_Data listing_
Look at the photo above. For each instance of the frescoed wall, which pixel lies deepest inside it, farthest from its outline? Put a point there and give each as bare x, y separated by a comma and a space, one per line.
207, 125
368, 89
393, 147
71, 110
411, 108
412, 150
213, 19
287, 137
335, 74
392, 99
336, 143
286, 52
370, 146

_What the task asks_
Copy out the entries in full, exactly as they appear.

_Response below_
Look at the photo above. For each instance of the frescoed wall, which pixel lies deepest inside it, farthest from its outline? Put a point there and give each as bare x, y separated by a comma and a space, one per line.
207, 125
368, 89
393, 147
71, 110
411, 108
412, 150
213, 19
287, 137
335, 74
392, 99
336, 143
286, 52
370, 146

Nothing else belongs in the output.